**Задания**
A: Процитируйте отрывок из воспоминаний о «Клубе» начиная со слов «Страница 3 из» и заканчивая словами «кто кого перекаламбурит.», включая их.
B: Выпишите из воспоминаний о «Клубе» всех людей, названных по имени в предложении, которое начинается словами «Чаще всего в кабинете».
C: Продолжите, пожалуйста, воспоминания о «Клубе» после их последнего предложения.

**Исходный документ**
Страница 3 из 122
Он, как и Суслов, тоже уехал. Перед отъездом подарил мне коллаж, в основе которого репродукция с картины Маковского. Ну вы знаете — измученная женщина с ребенком грудью встала в дверях трактира и не пускает пьяницу мужа. Только Вах (так мы его звали) за спину несчастной женщины в дверь трактира вклеил кусок залитого огнями Бродвея. Картина называется «Не пушу!».
Входил Боря Брайнин. и у них с Бахчаняном начиналась настоящая многочасовая дуэль — кто кого перекаламбурит.
Целый день комната полна народу. Настоящий клуб. Сюда приносился самый свежий анекдот. Здесь постоянно шутили, острили, иронизировали, издевались. Человек, произнесший неудачную шутку, считал себя временно погибшим навсегда.
Чаще всего в кабинете можно было встретить талантливых художников — Игоря Макарова (сейчас он весь ушел в мультипликацию, в кино, карикатуру бросил, а жаль!), блестящего Виталия Пескова, добродушного, всегда улыбающегося, замечательного Володю Иванова (он рано умер — это был большой удар для «Клуба»). Всегда «при хорошем настроении» Вася Дубов. Потом уже появились Сережа Тюнин и Валя Розанцев — они сейчас нарасхват, сделали прекрасную карьеру.

**Исходные данные**
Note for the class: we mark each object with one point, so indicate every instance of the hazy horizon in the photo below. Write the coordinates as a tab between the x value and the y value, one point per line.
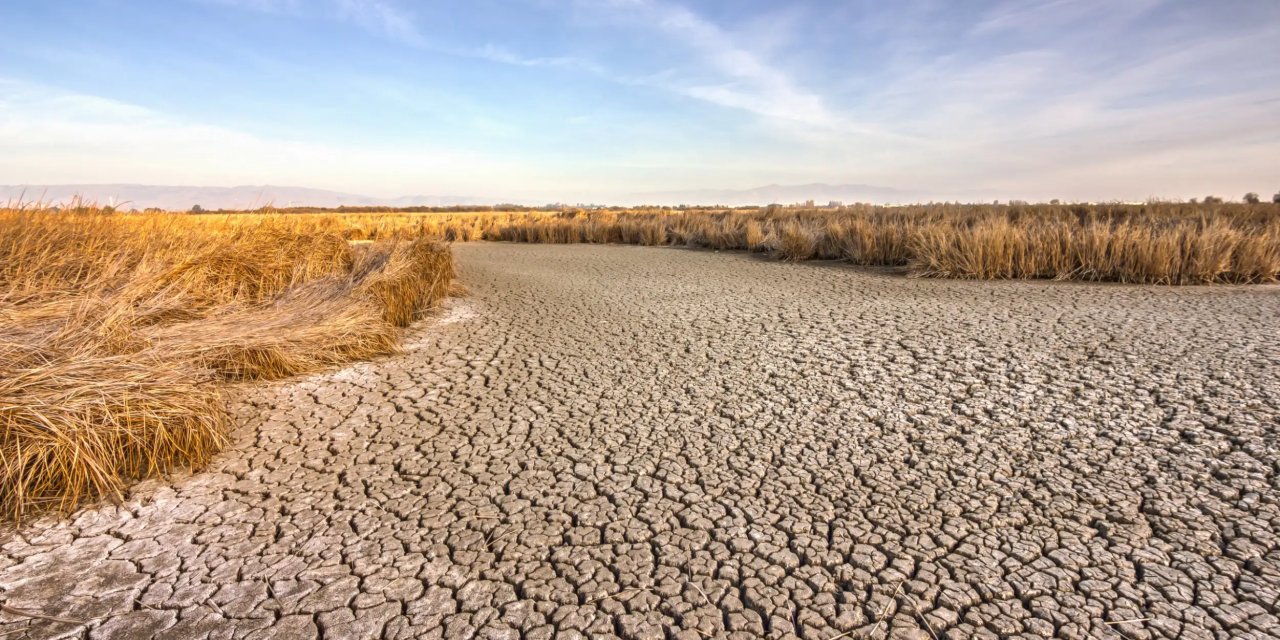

**Ответы по заданиям**
A:
Страница 3 из 122
Он, как и Суслов, тоже уехал. Перед отъездом подарил мне коллаж, в основе которого репродукция с картины Маковского. Ну вы знаете — измученная женщина с ребенком грудью встала в дверях трактира и не пускает пьяницу мужа. Только Вах (так мы его звали) за спину несчастной женщины в дверь трактира вклеил кусок залитого огнями Бродвея. Картина называется «Не пушу!».
Входил Боря Брайнин. и у них с Бахчаняном начиналась настоящая многочасовая дуэль — кто кого перекаламбурит.

B: Игорь Макаров, Виталий Песков, Володя Иванов

C:
Иногда приходили «мэтры». Улыбающийся Владлен Ефимович Бахнов, неулыбающийся Аркадий Михайлович Арканов, смеющийся Григорий Израилевич Горин.
Аркадий Хайт, Саша Курляндский, Феликс Камов (уехал), Женя Шатько (умер). Эдик Успенский, «отец» Сазонова Марк Розовский, Павел Хмара, Владимир Волин, Феликс Кривин. Появился тонкий знаток простонародья, автор блестящей «Мозговой косточки» Андрей Кучаев.
Заходили на огонек люди, известные на всю страну. Виктор Ефимович Ардов, Никита Владимирович Богословский, Борис Савельевич Ласкин, Владимир Соломонович Поляков, Виктор Юзефович Драгунский, Зиновий Самойлович Паперный и многие другие.
Однажды пришел Виктор Борисович Шкловский. Он пару часов просидел в шубе с бобровым воротником и рассказывал интереснейшие истории.
Что тянуло в эту комнату? Ну, Боря Брайнин, Ратмир Тумановский и я — мы были литконсультантами, отвечали на письма из самотека, этим в основном добывали себе средства на пропитание. Стоил каждый ответ аж 40 коп., но писем было очень много. Такое впечатление, что половина взрослого населения Советского Союза жаждала напечататься на 16-й странице «Литгазеты».
Подавляющее большинство вышеназванных никакого отношения ни к штату, ни к внештатной работе не имели — просто авторы. Но не приходить день-другой в «Клуб» — как будто чего-то недополучить в этой жизни.
Вот такое было чудесное застойное время. И дружили. И встречались вне редакции.
Теперь пришла очередь говорить о третьем главном действующем лице.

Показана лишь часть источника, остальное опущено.